▸ **Exercises to complete**
- 1) List every place name that appears in the account of Michelle's overdose.
- 2) In the account of Michelle's overdose, how long did Michelle spend in the hospital in the Bronx?
- 3) Carry on the account of Michelle's suicide attempt, starting after its last sentence.

It was late at night, and her mom, Maribel, jumped up from her chair, managed to pick up her skinny, 5-foot-10-inch eldest daughter, slapped her a couple of times hoping to bring her back to consciousness, and let go. Michelle fell down again and her eyes rolled back.
Maribel, who's from Puerto Rico, says she thought Michelle was drunk. She grabbed a blanket and a pillow and lay down next to Michelle, thinking her daughter would eventually wake up.
A few hours later, the sun rose over their small home in a working-class section of New York City and, unable to rouse Michelle, Maribel yelled at someone in the house to call 911.
An ambulance arrived along with a couple of police officers, one of whom suggested Michelle was faking unconsciousness. "You're daughter's probably just joking," he told her.
It was no joke. Michelle had swallowed an entire bottle of Ambien and didn't wake until she had been checked into a nearby hospital in the Bronx. She spent two days there. She then was transferred to a psychiatric unit in Manhattan -- one young Latina among approximately 2 million in the United States who have attempted suicide.

▸ **Stored data**
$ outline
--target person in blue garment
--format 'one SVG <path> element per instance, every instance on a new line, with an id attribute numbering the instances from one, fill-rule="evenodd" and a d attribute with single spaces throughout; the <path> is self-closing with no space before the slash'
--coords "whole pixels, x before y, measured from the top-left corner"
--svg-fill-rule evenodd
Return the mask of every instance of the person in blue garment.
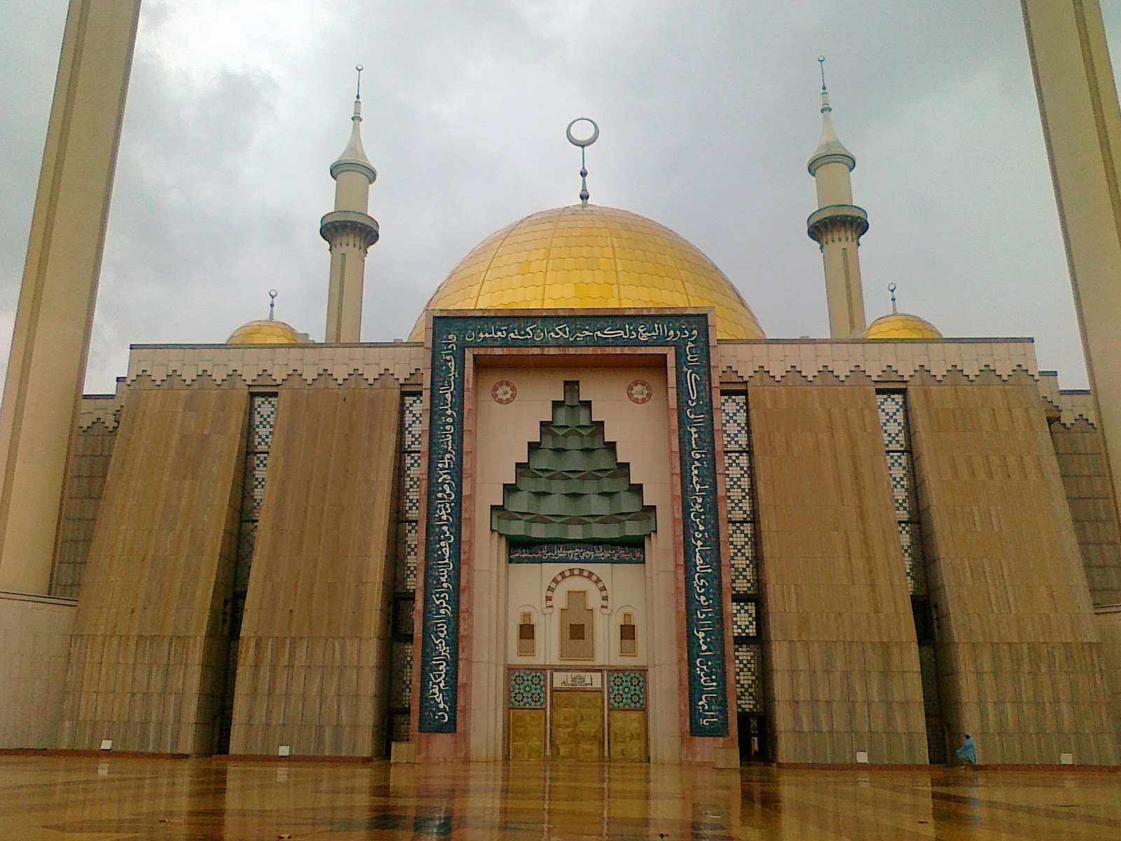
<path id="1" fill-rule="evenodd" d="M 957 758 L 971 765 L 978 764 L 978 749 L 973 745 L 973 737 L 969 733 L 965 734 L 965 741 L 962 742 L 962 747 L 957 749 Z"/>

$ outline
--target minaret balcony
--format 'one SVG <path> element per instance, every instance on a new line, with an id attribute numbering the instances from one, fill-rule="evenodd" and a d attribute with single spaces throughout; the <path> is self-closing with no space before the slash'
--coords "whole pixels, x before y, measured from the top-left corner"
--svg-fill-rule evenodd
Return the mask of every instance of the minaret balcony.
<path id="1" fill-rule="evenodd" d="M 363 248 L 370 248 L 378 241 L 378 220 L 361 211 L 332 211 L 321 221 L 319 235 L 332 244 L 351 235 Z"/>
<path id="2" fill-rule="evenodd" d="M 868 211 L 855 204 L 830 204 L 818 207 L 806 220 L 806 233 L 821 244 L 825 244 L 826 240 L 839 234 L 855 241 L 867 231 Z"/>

▸ **Answers for the exercise**
- 1) Puerto Rico, New York City, the Bronx, Manhattan, the United States

- 2) She spent two days there.

- 3)
Latinas ages 12 to 17 are the largest minority group of girls in the country, and growing. They are more likely to try to take their lives than any other racial or ethnic group their age. Twenty-five percent say they've thought about suicide, according to the Centers for Disease Control and Prevention, and about 15 percent attempt it, compared with approximately 10 percent of white and black teen girls. Other studies put the proportion of attempters at 20 percent -- slightly less than the fraction who smoke cigarettes.
In most cases, a girl swallows pills at home, according to Luis Zayas, a psychologist and professor of social work at Washington University in St. Louis. Zayas is in the middle of a five-year study of more than 150 young Latina girls who have attempted suicide. He says cutting is also finding a following among Latinas.
The physical pain of cutting helps to mask their emotional pain, says Carolina Hausman, a social worker who assists Zayas. "These adolescents have intense emotions and no tools to process them," she adds. "Their body has to be calmed down somehow. They talk about seeing blood go down their wrist as a release."
Suicide attempts can spread like a virus, from girlfriend to girlfriend. Michelle -- whose last name, like some others in this article, has been withheld to protect her privacy -- says she knew of two girls who had made attempts before she did. A friend of one girl Hausman works with not only told the girl how to cut herself but advised her to minimize the pain by putting Vaseline on the area.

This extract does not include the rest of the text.